Rewrite the records below with every "pixel coordinates" renamed to "image coordinates", leaving all other text unchanged.
======== Items ========
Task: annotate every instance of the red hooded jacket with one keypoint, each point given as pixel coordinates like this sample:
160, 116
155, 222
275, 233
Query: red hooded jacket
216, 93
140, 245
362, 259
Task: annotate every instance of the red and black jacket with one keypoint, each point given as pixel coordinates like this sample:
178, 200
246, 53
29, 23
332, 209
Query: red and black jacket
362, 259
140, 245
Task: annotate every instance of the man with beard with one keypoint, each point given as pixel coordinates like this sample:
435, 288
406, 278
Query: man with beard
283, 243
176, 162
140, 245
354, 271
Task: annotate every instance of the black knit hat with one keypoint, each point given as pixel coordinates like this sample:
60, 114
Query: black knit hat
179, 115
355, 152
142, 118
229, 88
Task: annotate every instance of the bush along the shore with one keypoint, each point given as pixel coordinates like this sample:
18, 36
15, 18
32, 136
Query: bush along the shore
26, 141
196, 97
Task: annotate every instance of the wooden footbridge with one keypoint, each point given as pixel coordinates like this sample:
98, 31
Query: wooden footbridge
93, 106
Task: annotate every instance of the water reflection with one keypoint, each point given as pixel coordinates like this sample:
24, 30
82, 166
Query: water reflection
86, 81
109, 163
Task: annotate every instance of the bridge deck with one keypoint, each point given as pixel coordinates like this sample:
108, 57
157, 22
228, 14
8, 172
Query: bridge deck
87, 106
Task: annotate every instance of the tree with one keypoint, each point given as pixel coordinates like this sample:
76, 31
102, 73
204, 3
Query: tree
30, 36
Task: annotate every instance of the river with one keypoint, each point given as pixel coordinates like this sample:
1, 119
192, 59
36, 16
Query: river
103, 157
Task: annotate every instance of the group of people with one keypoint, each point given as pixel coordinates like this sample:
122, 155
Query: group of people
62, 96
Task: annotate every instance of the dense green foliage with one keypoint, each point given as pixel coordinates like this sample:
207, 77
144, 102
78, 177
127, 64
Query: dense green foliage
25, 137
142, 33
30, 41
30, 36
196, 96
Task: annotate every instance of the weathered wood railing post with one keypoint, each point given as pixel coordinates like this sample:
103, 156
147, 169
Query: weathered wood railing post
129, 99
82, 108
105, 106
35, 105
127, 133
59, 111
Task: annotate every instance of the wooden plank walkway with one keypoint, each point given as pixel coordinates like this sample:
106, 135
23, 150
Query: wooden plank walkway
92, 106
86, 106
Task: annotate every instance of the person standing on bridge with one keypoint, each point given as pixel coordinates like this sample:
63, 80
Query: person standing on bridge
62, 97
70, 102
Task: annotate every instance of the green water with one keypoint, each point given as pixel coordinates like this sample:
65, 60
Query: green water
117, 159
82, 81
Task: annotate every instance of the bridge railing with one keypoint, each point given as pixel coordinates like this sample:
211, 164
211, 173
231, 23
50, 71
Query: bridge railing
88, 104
========
:: Result of this task ::
Task: annotate every instance of the red hooded jacket with one keypoint, each point given as image coordinates like this sample:
160, 116
155, 222
275, 233
Query: red hooded jacket
216, 93
140, 245
362, 259
Task: annotate every instance of the red and black jacket with one keypoint, each point given as image coordinates like this sample:
178, 200
246, 53
29, 23
332, 209
Query: red and black jacket
362, 259
140, 245
Task: annotate every instance of the man with beard with one keypoint, each point given as image coordinates like this sample:
435, 288
406, 278
Query: man with beard
283, 243
176, 162
140, 245
354, 271
Task: annotate every instance of the black knit hat with one keypoint, each point given as image coordinates like this sample:
60, 114
Query: black knit hat
179, 115
355, 152
142, 118
229, 88
Task: annotate every instance of the bush along the shore with one keypoint, each point given as image coordinates like this sample:
18, 36
15, 18
32, 136
Query: bush along the shore
26, 141
196, 97
Task: annotate every instance of the wooden footbridge with one keypoint, each point given as image coordinates like this sample:
98, 31
Query: wooden footbridge
93, 106
Task: annotate every instance of the water reflection with one keypoint, each point given as image coordinates like this sample:
24, 30
82, 166
Query: water reflection
86, 81
109, 163
Task: annotate every instance of the bridge deck with one keypoint, each point given as image coordinates like this sample:
108, 57
157, 22
228, 14
8, 172
Query: bridge deck
87, 106
Task: annotate every instance of the tree with one keypoint, each point given as image coordinates like this sample:
76, 31
102, 73
204, 3
Query: tree
30, 36
Task: annotate every instance of the river with one keypoint, each point given as image coordinates like this sample:
1, 119
192, 59
36, 16
Query: river
103, 157
Task: annotate every instance of the group of people with one keypoint, each point given as image coordinates like this sample:
122, 155
Query: group of people
62, 96
Task: annotate every instance of the dense green foliage with one keypoint, each point given as image coordinates like this sample:
207, 77
144, 102
78, 177
127, 64
Query: dense green foliage
25, 137
142, 33
30, 41
30, 36
196, 96
Task: annotate every instance of the weathered wood railing post with one keypoint, each point given as image coordinates like this sample:
103, 156
147, 169
Query: weathered wood railing post
129, 99
82, 108
105, 106
35, 105
127, 133
59, 111
Task: annotate every instance of the wooden plank walkway with one keypoint, each point given as image coordinates like this sample:
106, 135
23, 150
Query: wooden plank walkway
92, 106
86, 106
Task: annotate every instance of the person standing on bridge with one keypoint, each point given as image coordinates like this sample:
63, 80
Query: person standing on bridge
62, 97
70, 102
Task: annotate every instance of the green water with one keypoint, each point given as image coordinates like this sample:
65, 60
Query: green water
117, 159
82, 81
Task: annotate every instance of the bridge railing with one keypoint, each point given as image coordinates like this sample:
211, 164
211, 173
231, 23
50, 71
Query: bridge railing
88, 104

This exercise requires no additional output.